■ Written task 1 ■
In the passage about the Loire below Angers, what is the name of the village where the Maine joins the Loire?

■ Document extract ■
The Maine joins the Loire just below Angers, at a little village significantly called La Pointe. Below La Pointe are St. Georges-sur-Loire, and three châteaux de commerce which give their names to the three principal Angevin vineyards: Château Serrand, l'Epinay, and Chevigné.
Vineyard after vineyard, and château after château follow rapidly, until one reaches the Ponts de Cé with their petite ville—all very delightful. Not so the bridge at Ancenis, where the flow of water is marked daily on a huge black and white scale. The bridge is quite the ugliest wire-rope affair to be seen on the Loire, and one is only too glad to leave it behind, though it is with a real regret that he parts from Ancenis itself.
Some years ago one could go from Angers to St. Nazaire by boat. It must have been a magnificent trip, extraordinarily calm and serene, amid an abundance of picturesque details; old châteaux and bridges in strong contrast to the prairies of Touraine and the Orléannais. One embarked at the foot of the stupendously towered château of King René, and for a petite heure navigated the Maine in the midst of great chalands, fussy little remorqueurs and barques until La Pointe was reached, when the Loire was followed to Nantes and St. Nazaire.
To-day this fine trip is denied one, the boats going only so far as La Pointe.
Below Angers the Loire flows around and about a veritable archipelago of islands and islets, cultivated with all the luxuriance of a back-yard garden, and dotted with tiny hamlets of folk who are supremely happy and content with their lot.
Some currents which run behind the islands are swift flowing and impetuous, while others are practically elongated lakes, as dead as those lômes which in certain places flank the Saône and the Rhône.
All these various branches are united as the Loire flows between the piers of the ungainly bridge of the Chemin-de-fer de Niort as it crosses the river at Chalonnes.

■ Listing ■
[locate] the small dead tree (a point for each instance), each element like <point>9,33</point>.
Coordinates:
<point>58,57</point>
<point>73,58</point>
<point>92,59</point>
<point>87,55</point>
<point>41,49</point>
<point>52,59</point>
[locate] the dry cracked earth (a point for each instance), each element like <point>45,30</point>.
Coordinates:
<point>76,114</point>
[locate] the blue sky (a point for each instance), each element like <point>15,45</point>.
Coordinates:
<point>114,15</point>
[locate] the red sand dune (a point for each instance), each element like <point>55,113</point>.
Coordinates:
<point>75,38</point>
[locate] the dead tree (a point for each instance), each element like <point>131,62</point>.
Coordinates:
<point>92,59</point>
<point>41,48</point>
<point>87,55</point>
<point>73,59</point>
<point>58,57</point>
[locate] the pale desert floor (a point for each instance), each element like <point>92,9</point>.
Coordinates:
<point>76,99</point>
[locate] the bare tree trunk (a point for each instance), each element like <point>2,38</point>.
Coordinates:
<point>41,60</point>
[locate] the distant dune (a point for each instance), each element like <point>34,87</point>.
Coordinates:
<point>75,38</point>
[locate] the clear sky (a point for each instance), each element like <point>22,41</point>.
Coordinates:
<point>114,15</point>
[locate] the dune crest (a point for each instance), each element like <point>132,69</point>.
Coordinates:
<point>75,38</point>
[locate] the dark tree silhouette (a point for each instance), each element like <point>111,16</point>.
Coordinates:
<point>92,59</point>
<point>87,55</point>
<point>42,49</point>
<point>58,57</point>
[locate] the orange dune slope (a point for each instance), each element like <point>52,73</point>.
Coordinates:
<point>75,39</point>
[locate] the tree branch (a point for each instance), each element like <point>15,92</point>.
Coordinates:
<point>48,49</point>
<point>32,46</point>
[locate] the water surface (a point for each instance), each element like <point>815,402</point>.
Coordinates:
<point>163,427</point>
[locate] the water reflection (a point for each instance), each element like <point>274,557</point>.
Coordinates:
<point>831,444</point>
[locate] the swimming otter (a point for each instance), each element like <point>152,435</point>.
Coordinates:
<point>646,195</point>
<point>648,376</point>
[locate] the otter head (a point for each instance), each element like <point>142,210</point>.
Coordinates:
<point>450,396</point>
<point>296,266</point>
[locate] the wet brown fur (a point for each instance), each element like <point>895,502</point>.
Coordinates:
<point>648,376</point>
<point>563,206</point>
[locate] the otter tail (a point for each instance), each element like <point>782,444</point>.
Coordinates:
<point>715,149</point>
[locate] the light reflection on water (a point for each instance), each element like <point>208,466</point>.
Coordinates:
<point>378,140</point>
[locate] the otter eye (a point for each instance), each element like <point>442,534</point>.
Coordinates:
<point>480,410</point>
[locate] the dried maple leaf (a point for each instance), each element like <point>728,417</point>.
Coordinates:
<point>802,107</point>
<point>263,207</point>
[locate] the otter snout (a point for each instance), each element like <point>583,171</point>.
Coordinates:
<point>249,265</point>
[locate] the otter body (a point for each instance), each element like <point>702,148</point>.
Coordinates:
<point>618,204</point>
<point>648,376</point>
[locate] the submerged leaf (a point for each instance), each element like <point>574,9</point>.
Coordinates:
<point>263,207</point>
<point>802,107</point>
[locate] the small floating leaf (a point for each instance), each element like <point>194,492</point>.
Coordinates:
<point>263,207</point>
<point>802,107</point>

■ Written task 2 ■
Rewrite the rows from the line with "[locate] the wet" up to and including the final line of the rows, replacing "otter" with "beaver" everywhere and changing nothing else. Return only those lines.

■ Full solution 1 ■
La Pointe

■ Full solution 2 ■
[locate] the wet brown fur (a point for each instance), each element like <point>895,502</point>.
Coordinates:
<point>648,376</point>
<point>563,206</point>
[locate] the beaver tail (a point for each instance), each element like <point>782,444</point>.
Coordinates:
<point>715,149</point>
[locate] the light reflection on water (a point for each instance), each element like <point>208,466</point>.
Coordinates:
<point>378,140</point>
[locate] the beaver eye (a point for each instance), each element like <point>442,534</point>.
Coordinates:
<point>480,410</point>
[locate] the dried maple leaf (a point for each instance), each element like <point>728,417</point>.
Coordinates:
<point>802,107</point>
<point>263,207</point>
[locate] the beaver snout (a point for each instance), each element like <point>583,171</point>.
Coordinates:
<point>249,265</point>
[locate] the beaver body (a point for each instance), each element like <point>702,148</point>.
Coordinates:
<point>618,204</point>
<point>648,376</point>
[locate] the submerged leaf (a point for each instance), each element like <point>574,9</point>.
Coordinates:
<point>263,207</point>
<point>802,107</point>
[locate] the small floating leaf (a point for each instance), each element like <point>194,492</point>.
Coordinates:
<point>263,207</point>
<point>802,107</point>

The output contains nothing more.